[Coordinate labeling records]
++++++++++++++++++++
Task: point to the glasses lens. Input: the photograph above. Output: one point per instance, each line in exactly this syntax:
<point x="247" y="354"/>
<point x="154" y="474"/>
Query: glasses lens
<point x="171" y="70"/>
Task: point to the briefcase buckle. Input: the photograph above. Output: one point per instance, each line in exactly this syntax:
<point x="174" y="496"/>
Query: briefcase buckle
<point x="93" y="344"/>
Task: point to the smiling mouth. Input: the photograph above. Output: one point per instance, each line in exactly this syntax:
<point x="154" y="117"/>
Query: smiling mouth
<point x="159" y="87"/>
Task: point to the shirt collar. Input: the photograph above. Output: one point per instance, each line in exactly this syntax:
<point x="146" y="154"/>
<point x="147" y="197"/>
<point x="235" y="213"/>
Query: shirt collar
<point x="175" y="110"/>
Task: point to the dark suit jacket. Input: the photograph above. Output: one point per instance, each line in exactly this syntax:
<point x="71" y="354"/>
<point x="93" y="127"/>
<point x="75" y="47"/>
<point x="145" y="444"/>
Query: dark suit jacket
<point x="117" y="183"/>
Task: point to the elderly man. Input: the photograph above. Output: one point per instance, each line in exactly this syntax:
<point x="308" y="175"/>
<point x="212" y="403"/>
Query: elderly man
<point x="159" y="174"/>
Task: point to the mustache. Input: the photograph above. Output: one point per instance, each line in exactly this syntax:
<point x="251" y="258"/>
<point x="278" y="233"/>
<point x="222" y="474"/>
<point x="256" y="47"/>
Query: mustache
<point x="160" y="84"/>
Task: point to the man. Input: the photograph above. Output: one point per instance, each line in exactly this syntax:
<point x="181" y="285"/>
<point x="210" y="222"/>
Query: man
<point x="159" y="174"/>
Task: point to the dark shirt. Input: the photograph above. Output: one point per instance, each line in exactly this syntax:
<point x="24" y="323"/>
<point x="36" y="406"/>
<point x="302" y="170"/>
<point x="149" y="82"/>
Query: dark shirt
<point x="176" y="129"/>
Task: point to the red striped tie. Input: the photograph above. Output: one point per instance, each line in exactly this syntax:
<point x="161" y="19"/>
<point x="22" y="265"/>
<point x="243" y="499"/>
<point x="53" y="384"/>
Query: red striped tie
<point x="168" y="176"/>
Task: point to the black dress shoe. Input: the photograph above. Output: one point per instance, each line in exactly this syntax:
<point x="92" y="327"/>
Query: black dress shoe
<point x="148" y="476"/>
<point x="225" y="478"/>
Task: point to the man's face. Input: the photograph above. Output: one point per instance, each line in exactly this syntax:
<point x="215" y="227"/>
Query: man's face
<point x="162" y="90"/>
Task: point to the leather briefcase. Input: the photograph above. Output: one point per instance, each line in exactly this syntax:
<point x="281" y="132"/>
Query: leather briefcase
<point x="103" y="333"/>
++++++++++++++++++++
▶ WHAT YOU SHOULD DO: Rename "Query" to "Target" wherever it occurs in the records above, and leave every other line as it is.

▶ THE RESULT:
Task: point to the glasses lens. Input: the photograph above. Output: one point per instance, each line in exactly this syntax:
<point x="247" y="354"/>
<point x="154" y="474"/>
Target: glasses lens
<point x="171" y="70"/>
Task: point to the briefcase buckle. Input: the photograph above. Output: one point per instance, each line in exactly this syntax:
<point x="174" y="496"/>
Target: briefcase buckle
<point x="93" y="344"/>
Task: point to the smiling mouth. Input: the photograph above. Output: one point per instance, each line in exactly this syntax:
<point x="154" y="117"/>
Target: smiling mouth
<point x="159" y="87"/>
Task: point to the shirt collar. Input: the photograph above. Output: one point per instance, each line in exactly this syntax:
<point x="146" y="154"/>
<point x="147" y="197"/>
<point x="235" y="213"/>
Target: shirt collar
<point x="175" y="110"/>
Task: point to the dark suit jacket. Input: the photograph above. Output: one point per instance, each line in exactly this syntax:
<point x="71" y="354"/>
<point x="93" y="127"/>
<point x="75" y="47"/>
<point x="145" y="444"/>
Target: dark suit jacket
<point x="117" y="183"/>
Task: point to the elderly man. Input: the photograph above. Output: one point per instance, each line in exactly this syntax:
<point x="308" y="175"/>
<point x="212" y="403"/>
Target: elderly man
<point x="159" y="174"/>
Task: point to the mustache. Input: the photograph above. Output: one point per instance, each line in exactly this syntax:
<point x="251" y="258"/>
<point x="278" y="233"/>
<point x="222" y="474"/>
<point x="256" y="47"/>
Target: mustache
<point x="160" y="84"/>
Task: point to the man. Input: the photograph above. Output: one point per instance, each line in exactly this syntax:
<point x="181" y="285"/>
<point x="210" y="222"/>
Target: man
<point x="159" y="174"/>
Task: point to the dark shirt. Input: the photograph above. Output: one point per instance, each line in exactly this syntax:
<point x="24" y="323"/>
<point x="36" y="406"/>
<point x="302" y="170"/>
<point x="149" y="82"/>
Target: dark shirt
<point x="176" y="129"/>
Task: point to the red striped tie. Input: the photograph above. Output: one point per instance, each line in exactly this syntax:
<point x="161" y="19"/>
<point x="22" y="265"/>
<point x="243" y="499"/>
<point x="53" y="384"/>
Target: red striped tie
<point x="168" y="176"/>
Task: point to the black dress shoe. Input: the photograph above. Output: one point per instance, each line in exactly this syntax:
<point x="92" y="327"/>
Target: black dress shoe
<point x="148" y="476"/>
<point x="225" y="478"/>
Task: point to the man's face. Input: the photograph above. Output: one point per instance, each line in exactly this syntax:
<point x="215" y="227"/>
Target: man's face
<point x="162" y="90"/>
Task: point to the leather briefcase. Input: the photograph above. Output: one point per instance, each line in exactly this syntax:
<point x="281" y="132"/>
Target: leather briefcase
<point x="103" y="333"/>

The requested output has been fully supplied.